+++ EXCERPT PROVIDED

Look at smartphone Market share. Nokia is 40% to Apple's 16%.

So it's only stupid if you're blinded by Apple love and can't see facts.

Specs don't mean crap. All that matters is if it works or not. It doesn't matter how nice big boobs the girl has or how beautiful she is if she's dumbass stupid and can't suck.

Nokia spent how many years building that market share? And Apple? And how many Maemos have you seen in the wild?

aegisdesign
Dec 29, 2009, 05:59 PM
So Apple is lying then about Nokia asking then to pay 3 times the industry rate?

They actually alleged Nokia asked for three times what they'd offered the previous year, not three times the industry rate, whatever that is.

If you're suggesting the second offer was three times the industry rate then the implication is that Apple initially refused to pay even the "industry rate" whatever that is.

I suspect what actually happened was that Nokia offered a very low rate but included use of patents in the deal. Apple refused to include patents so the second offer was higher to reflect that.

*LTD*
Dec 29, 2009, 06:01 PM
alleging infringement of Nokia-held patents by "virtually all" Apple products, including the iPhone, iPod, and Mac.

Absolute lunacy. I'm dying to see this play out, if only to get a better sense of just how far this company has degenerated.

zacman
Dec 29, 2009, 06:02 PM
So Apple is lying then about Nokia asking then to pay 3 times the industry rate?

Why don't you even read the complaint? Nokia offered the same amount as they asked all other companies (paragraph 45). Apple does not even deny that.

The 3 times higher amount is including the compensation of damages that Nokia asked for after Apple rejected the initial offer under the FRAND rules.

So Apple didn't want to pay the FRAND amount first and later didn't want to pay the compensations. They turn out just to be nothing more than thieves.

darkplanets
Dec 29, 2009, 06:03 PM
Seriously, you're grasping at straws. Nokia has patents that Apple needs to license. They can't agree to the terms. The courts will decide, and Apple will end up paying. This will end in settlement. Both sides are just pilling up the charges as way to push negotiations. This is business as usual.

++++++
+++ DATASET ROWS

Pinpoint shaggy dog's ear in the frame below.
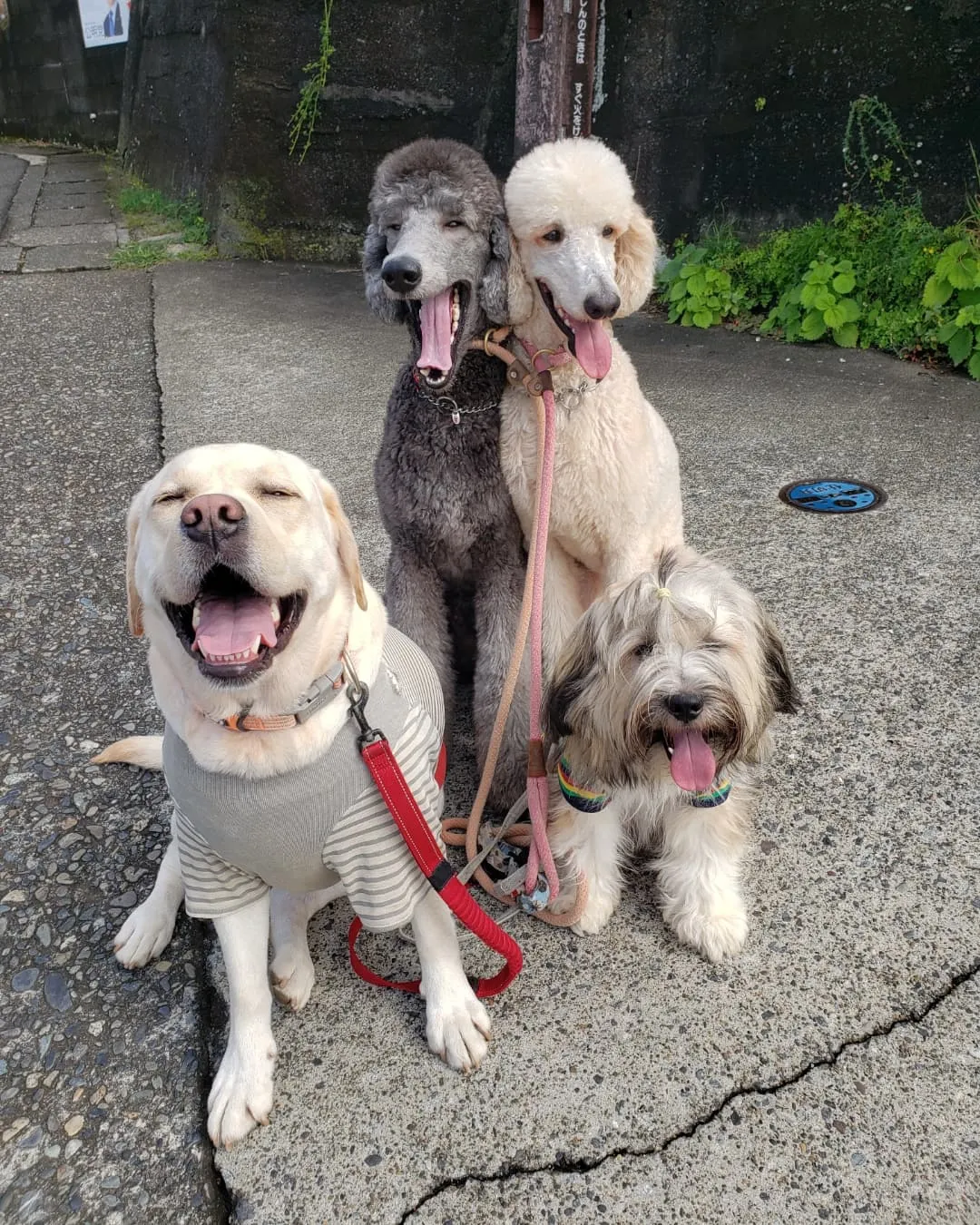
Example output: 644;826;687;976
479;217;511;323
319;476;368;609
126;500;143;638
363;221;408;323
506;234;534;323
616;202;657;318
762;617;801;714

++++++

§ TO BE DONE:
1. List every username that appears as a poster's name in the forum thread, in the order they appear.
2. Transcribe the passage of the forum thread that opens with the words "I suspect what" and closes with "iPod, and Mac.".
None of the lines are needed for the tasks.

§ SOLUTIONS PER TASK:
1.
aegisdesign
*LTD*
zacman
darkplanets

2.
I suspect what actually happened was that Nokia offered a very low rate but included use of patents in the deal. Apple refused to include patents so the second offer was higher to reflect that.

*LTD*
Dec 29, 2009, 06:01 PM
alleging infringement of Nokia-held patents by "virtually all" Apple products, including the iPhone, iPod, and Mac.